So long as he considers only his own material profit, so long supply and demand will settle every difficulty; but the introduction of a new factor spoils the equation.

And it is precisely in this debatable ground of low motives and noble emotions; in the struggle, ever failing yet ever renewed, to carry truth and justice into the administration of human society; in the establishment of states and in the overthrow of tyrannies; in the rise and fall of creeds; in the world of ideas; in the character and deeds of the great actors in the drama of life, where good and evil fight out their everlasting battle, now ranged in opposite camps, now and more often in the heart, both of them, of each living man,—that the true human interest of history resides. The progress of industries, the growth of material and mechanical civilization, are interesting; but they are not the most interesting. They have their reward in the increase of material comforts; but, unless we are mistaken about our nature, they do not highly concern us after all.

Once more: not only is there in men this baffling duality of principle, but there is something else in us which still more defies scientific analysis.

Mr. Buckle would deliver himself from the eccentricities of this and that individual by a doctrine of averages. Though he cannot tell whether A, B, or C will cut his throat, he may assure himself that one man in every fifty thousand, or thereabout (I forget the exact proportion), will cut his throat, and with this he consoles himself. No doubt it is a comforting discovery. Unfortunately, the average of one generation need not be the average of the next. We may be converted by the Japanese, for all that we know, and the Japanese methods of taking leave of life may become fashionable among us. Nay, did not Novalis suggest that the whole race of men would at last become so disgusted with their impotence, that they would extinguish themselves by a simultaneous act of suicide, and make room for a better order of beings? Anyhow, the fountain out of which the race is flowing perpetually changes; no two generations are alike. Whether there is a change in the organization itself we cannot tell; but this is certain,—that, as the planet varies with the atmosphere which surrounds it, so each new generation varies from the last, because it inhales as its atmosphere the accumulated experience and knowledge of the whole past of the world. These things form the spiritual air which we breathe as we grow; and, in the infinite multiplicity of elements of which that air is now composed, it is forever a matter of conjecture what the minds will be like which expand under its influence.

From the England of Fielding and Richardson to the England of Miss Austen, from the England of Miss Austen to the England of Railways and Free Trade, how vast the change! Yet perhaps Sir Charles Grandison would not seem so strange to us now as one of ourselves will seem to our great-grandchildren. The world moves faster and faster; and the difference will probably be considerably greater.

The temper of each new generation is a continual surprise. The Fates delight to contradict our most confident expectations. Gibbon believed that the era of conquerors was at an end. Had he lived out the full life of man, he would have seen Europe at the feet of Napoleon. But a few years ago we believed the world had grown too civilized for war, and the Crystal Palace in Hyde Park was to be the inauguration of a new era. Battles bloody as Napoleon's are now the familiar tale of every day; and the arts which have made greatest progress are the arts of destruction. What next? We may strain our eyes into the future which lies beyond this waning century; but never was conjecture more at fault. It is blank darkness, which even the imagination fails to people.

What, then, is the use of History, and what are its lessons? If it can tell us little of the past, and nothing of the future, why waste our time over so barren a study?

Dataset content:
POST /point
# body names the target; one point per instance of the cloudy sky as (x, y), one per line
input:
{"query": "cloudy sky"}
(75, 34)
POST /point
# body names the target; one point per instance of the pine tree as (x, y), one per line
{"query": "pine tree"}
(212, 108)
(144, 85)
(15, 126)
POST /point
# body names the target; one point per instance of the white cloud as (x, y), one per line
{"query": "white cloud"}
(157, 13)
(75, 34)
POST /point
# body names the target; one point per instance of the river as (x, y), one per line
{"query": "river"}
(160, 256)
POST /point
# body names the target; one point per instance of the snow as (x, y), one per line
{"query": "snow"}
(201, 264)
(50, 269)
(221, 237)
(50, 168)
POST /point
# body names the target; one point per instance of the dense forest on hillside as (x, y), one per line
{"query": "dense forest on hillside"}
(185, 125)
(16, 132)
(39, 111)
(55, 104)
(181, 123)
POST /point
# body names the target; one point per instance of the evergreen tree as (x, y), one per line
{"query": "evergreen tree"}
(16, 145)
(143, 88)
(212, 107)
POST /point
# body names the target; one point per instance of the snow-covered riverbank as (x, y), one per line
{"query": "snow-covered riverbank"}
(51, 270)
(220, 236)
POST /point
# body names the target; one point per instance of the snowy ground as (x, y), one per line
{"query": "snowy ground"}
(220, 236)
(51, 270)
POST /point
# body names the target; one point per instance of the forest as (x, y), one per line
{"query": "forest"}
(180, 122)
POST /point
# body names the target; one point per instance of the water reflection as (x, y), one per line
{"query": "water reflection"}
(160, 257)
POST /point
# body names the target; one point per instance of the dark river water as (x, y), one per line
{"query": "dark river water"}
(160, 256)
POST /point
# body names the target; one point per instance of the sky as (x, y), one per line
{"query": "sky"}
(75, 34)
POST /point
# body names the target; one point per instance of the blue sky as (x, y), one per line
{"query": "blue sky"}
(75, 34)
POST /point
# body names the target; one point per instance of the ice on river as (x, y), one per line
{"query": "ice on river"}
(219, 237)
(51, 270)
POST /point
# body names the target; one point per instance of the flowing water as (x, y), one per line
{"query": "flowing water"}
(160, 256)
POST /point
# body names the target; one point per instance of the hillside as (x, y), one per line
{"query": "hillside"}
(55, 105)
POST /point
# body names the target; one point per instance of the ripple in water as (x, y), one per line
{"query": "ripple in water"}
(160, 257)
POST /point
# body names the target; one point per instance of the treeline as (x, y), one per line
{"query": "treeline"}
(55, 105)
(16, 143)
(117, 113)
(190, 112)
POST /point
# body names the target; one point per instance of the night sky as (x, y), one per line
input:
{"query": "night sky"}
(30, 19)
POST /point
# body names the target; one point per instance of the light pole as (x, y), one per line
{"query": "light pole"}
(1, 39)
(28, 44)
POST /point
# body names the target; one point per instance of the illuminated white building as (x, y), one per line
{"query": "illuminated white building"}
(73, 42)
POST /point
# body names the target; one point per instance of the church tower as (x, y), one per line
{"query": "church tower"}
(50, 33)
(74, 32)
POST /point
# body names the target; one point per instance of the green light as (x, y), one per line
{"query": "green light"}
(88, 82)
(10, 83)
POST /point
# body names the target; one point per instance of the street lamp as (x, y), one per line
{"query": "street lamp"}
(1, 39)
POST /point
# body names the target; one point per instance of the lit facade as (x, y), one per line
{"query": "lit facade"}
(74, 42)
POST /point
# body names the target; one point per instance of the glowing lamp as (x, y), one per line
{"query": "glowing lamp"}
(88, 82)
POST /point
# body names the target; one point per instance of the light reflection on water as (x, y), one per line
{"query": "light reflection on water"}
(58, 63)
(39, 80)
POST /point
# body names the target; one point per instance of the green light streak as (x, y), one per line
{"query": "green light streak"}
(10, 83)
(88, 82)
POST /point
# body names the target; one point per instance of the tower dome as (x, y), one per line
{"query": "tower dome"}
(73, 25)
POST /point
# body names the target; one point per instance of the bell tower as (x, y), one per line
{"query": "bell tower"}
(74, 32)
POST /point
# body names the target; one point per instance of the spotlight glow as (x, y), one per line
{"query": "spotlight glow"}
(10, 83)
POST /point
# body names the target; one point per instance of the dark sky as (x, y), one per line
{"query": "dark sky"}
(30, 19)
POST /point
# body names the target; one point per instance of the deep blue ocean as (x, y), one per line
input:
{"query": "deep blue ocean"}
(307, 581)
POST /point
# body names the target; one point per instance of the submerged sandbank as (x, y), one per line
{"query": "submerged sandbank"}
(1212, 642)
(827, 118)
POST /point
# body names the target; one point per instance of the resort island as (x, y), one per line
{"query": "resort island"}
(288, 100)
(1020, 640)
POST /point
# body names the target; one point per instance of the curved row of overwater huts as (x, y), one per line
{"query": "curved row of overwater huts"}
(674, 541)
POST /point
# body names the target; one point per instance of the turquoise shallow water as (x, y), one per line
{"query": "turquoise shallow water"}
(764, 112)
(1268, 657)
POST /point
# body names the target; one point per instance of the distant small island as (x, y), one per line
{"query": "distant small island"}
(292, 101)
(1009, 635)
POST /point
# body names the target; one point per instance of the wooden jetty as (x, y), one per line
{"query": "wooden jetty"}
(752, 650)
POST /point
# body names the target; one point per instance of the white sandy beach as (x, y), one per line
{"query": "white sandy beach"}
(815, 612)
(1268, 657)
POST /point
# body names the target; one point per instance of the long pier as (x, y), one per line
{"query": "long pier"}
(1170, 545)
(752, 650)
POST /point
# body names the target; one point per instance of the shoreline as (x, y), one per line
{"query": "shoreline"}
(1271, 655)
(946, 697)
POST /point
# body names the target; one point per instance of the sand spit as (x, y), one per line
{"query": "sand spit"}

Exercise task:
From the essay on history, print the passage that begins with the words containing "What, then, is" and ends with "barren a study?", unchanged.

Result:
What, then, is the use of History, and what are its lessons? If it can tell us little of the past, and nothing of the future, why waste our time over so barren a study?